--- SUPPLIED PASSAGE ---

2022-05549 - Efficient Attention-based Audio-visual Fusion Mechanisms for Speech Enhancement

Level of qualifications required : Master's or equivalent

Fonction : Internship Research


This master internship is part of the REAVISE project: "Robust and Efficient Deep Learning based Audiovisual Speech Enhancement" (2023-2026) funded by the French National Research Agency (ANR). The general objective of REAVISE is to develop a unified audio-visual speech enhancement (AVSE) framework that leverages recent methodological breakthroughs in statistical signal processing, machine learning, and deep neural networks in order to design a robust and efficient AVSE framework.

The intern will be supervised by Mostafa Sadeghi (researcher, Inria) and Romain Serizel (associate professor, University of Lorraine), as members of the MULTISPEECH team, and will benefit from the research environment, expertise, and computational resources (GPU & CPU) of the team.

--- STORED DATA ---

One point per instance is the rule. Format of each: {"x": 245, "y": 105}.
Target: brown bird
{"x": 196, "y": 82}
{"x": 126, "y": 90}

---

- **INSTRUCTION A**:
Answer these from the internship posting:
(i) Which agency funds the REAVISE project?
(ii) What level of qualifications does the posting require?
(iii) Which team do the two supervisors belong to?
- **INSTRUCTION B**: Reproduce word for word the stretch of the internship posting from "Level of qualifications" through "efficient AVSE framework.".

- **RESPONSE A**:
(i) The French National Research Agency (ANR)
(ii) Master's or equivalent
(iii) The MULTISPEECH team

- **RESPONSE B**:
Level of qualifications required : Master's or equivalent

Fonction : Internship Research


This master internship is part of the REAVISE project: "Robust and Efficient Deep Learning based Audiovisual Speech Enhancement" (2023-2026) funded by the French National Research Agency (ANR). The general objective of REAVISE is to develop a unified audio-visual speech enhancement (AVSE) framework that leverages recent methodological breakthroughs in statistical signal processing, machine learning, and deep neural networks in order to design a robust and efficient AVSE framework.